Part of a data file
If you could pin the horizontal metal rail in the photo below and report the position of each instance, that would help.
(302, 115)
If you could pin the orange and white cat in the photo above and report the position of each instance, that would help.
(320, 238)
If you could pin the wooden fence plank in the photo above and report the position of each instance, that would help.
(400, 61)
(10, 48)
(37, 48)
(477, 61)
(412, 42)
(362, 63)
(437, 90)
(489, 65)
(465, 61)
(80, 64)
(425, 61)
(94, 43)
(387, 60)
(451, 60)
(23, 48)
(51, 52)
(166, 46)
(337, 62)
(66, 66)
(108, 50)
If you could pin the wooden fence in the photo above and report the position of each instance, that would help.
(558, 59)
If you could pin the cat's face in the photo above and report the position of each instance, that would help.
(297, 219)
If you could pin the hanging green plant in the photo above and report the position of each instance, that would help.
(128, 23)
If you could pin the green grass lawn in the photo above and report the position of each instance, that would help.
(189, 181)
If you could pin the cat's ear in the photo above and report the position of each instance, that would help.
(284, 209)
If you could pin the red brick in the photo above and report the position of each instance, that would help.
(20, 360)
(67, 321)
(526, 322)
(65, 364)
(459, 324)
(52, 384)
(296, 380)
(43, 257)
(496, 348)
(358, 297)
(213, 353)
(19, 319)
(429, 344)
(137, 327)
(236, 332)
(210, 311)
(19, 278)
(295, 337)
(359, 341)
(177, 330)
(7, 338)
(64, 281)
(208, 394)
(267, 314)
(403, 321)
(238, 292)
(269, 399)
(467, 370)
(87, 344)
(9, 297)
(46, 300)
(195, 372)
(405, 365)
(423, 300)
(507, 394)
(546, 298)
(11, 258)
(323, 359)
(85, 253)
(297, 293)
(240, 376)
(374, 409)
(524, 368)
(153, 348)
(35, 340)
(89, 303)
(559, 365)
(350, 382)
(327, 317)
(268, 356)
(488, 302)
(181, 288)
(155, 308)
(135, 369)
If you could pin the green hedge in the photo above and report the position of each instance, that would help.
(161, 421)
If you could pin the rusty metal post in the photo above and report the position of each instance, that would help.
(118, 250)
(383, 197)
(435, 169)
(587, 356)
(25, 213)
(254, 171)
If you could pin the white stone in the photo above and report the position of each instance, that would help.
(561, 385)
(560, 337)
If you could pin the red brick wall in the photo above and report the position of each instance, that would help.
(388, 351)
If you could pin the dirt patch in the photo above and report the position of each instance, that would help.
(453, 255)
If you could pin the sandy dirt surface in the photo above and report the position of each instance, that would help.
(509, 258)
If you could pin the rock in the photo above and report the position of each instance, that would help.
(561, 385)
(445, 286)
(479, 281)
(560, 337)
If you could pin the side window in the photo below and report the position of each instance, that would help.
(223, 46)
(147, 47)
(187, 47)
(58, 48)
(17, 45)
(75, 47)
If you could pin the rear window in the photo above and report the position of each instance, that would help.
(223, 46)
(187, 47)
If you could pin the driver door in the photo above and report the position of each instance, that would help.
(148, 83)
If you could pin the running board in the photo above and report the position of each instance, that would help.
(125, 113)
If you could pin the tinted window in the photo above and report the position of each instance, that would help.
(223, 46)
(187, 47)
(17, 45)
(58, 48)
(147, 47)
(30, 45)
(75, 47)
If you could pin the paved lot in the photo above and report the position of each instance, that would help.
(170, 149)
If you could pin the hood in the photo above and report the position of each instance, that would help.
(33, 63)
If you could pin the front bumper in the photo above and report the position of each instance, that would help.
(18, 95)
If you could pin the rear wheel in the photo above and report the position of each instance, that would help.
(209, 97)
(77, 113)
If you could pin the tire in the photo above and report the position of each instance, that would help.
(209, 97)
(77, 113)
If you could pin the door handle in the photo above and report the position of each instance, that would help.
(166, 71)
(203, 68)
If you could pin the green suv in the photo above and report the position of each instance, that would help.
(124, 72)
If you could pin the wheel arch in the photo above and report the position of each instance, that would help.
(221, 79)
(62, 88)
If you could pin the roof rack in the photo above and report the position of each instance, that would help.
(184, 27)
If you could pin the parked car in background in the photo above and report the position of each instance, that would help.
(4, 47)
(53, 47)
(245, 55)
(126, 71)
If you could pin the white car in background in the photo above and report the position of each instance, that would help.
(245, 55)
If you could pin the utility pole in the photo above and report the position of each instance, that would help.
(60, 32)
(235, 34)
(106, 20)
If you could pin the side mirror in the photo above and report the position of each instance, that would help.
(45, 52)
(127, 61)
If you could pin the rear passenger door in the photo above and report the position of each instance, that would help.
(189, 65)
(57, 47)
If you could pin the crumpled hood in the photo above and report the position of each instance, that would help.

EXERCISE REQUIREMENTS = Return the whole listing exactly, with every line included.

ANSWER TO THIS EXERCISE =
If you could pin the horizontal metal rail in the photo below and report the position of each instance, that would help.
(302, 115)
If you could pin the orange and white cat in the photo above and report the position of each instance, that would help.
(320, 238)
If you could pin the wooden fence plank in the photo above and report the position of each instance, that would help.
(400, 61)
(10, 48)
(37, 48)
(477, 61)
(412, 42)
(362, 63)
(437, 90)
(489, 65)
(465, 61)
(80, 64)
(425, 61)
(94, 43)
(387, 60)
(451, 60)
(23, 48)
(51, 52)
(166, 46)
(337, 62)
(66, 66)
(108, 50)
If you could pin the wooden fence in the photo above and report the position of each instance, that would help.
(558, 59)
If you could pin the cat's face in the photo above and report the position of each instance, that would help.
(297, 219)
If you could pin the hanging green plant in the photo above and report the position of each instance, that would help.
(128, 23)
If you could pin the green grass lawn in the photo above and report the position of each instance, that would help.
(189, 181)
If you could pin the cat's ear in the photo above and report the position of each instance, that would help.
(284, 209)
If you could pin the red brick in the photo above and report the position of each instance, that would help.
(20, 360)
(67, 321)
(526, 322)
(65, 364)
(459, 324)
(52, 384)
(296, 380)
(43, 257)
(496, 348)
(358, 297)
(213, 353)
(19, 319)
(429, 344)
(137, 327)
(236, 332)
(210, 311)
(19, 278)
(295, 337)
(359, 341)
(177, 330)
(7, 338)
(64, 281)
(208, 394)
(267, 314)
(403, 321)
(238, 292)
(269, 399)
(467, 370)
(87, 344)
(9, 297)
(46, 300)
(195, 372)
(405, 365)
(423, 300)
(507, 394)
(546, 298)
(11, 258)
(323, 359)
(85, 253)
(297, 293)
(240, 376)
(374, 409)
(524, 368)
(153, 348)
(35, 340)
(89, 303)
(559, 365)
(350, 382)
(327, 317)
(268, 356)
(488, 302)
(181, 288)
(155, 308)
(135, 369)
If you could pin the green hedge in the photo above and report the position of each instance, that would help.
(161, 421)
If you could pin the rusty metal post in the photo above and report the position of each instance, that would help.
(118, 250)
(383, 197)
(435, 169)
(587, 356)
(25, 213)
(254, 171)
If you could pin the white stone in the photo above and report the position of each instance, that would help.
(561, 385)
(560, 337)
If you could pin the red brick wall in the photo above and report the position of each instance, that would help.
(388, 351)
If you could pin the dirt patch in the photo above and report the position of each instance, that would help.
(453, 255)
If you could pin the sandy dirt surface in the photo above and report the position of each instance, that would help.
(509, 258)
If you could pin the rock in the photo above and report the position of each instance, that would help.
(561, 385)
(445, 286)
(479, 281)
(560, 337)
If you could pin the side window in the photo below and report the position of each instance, that would help.
(223, 46)
(147, 47)
(187, 47)
(58, 48)
(17, 45)
(75, 47)
If you could pin the rear window in the photo above and report the position of each instance, that would help.
(223, 46)
(187, 47)
If you could pin the driver door in the photo above and report the position of each instance, that would help.
(148, 83)
If you could pin the running board in the photo above and report the position of each instance, that would help.
(125, 113)
If you could pin the tinted window in the photo above and report the position of each instance, that would help.
(223, 46)
(187, 47)
(17, 45)
(58, 48)
(147, 47)
(30, 45)
(75, 47)
If you could pin the paved lot in the photo above and report the position of each instance, that would help.
(170, 149)
If you could pin the hood in the photo above and report the position of each instance, that would help.
(33, 63)
If you could pin the front bumper in the photo above and report the position of each instance, that would help.
(18, 95)
If you could pin the rear wheel in the photo above and report the position of each instance, that would help.
(209, 97)
(77, 113)
If you could pin the tire in the photo above and report the position of each instance, that would help.
(209, 97)
(77, 113)
If you could pin the door handle in the photo above and report the position of each instance, that would help.
(166, 71)
(203, 68)
If you could pin the green suv in the photo above and report the position of each instance, that would help.
(124, 72)
If you could pin the wheel arch in the photo above and report the position of each instance, that would help.
(221, 79)
(62, 88)
If you could pin the roof rack in the photo above and report the position of each instance, that would help.
(184, 27)
If you could pin the parked car in background in the photo above and report the position of each instance, that would help.
(4, 47)
(53, 47)
(245, 55)
(126, 71)
If you could pin the white car in background in the photo above and report the position of each instance, that would help.
(245, 55)
If you could pin the utility pole in the photo above and report the position of each instance, that would help.
(60, 32)
(235, 34)
(106, 20)
If you could pin the side mirror in the photo above and report the position of each instance, that would help.
(45, 52)
(127, 61)
If you could pin the rear passenger door in the photo above and report the position of each instance, that would help.
(189, 65)
(57, 47)
If you could pin the crumpled hood in the photo above and report the position of each instance, that would help.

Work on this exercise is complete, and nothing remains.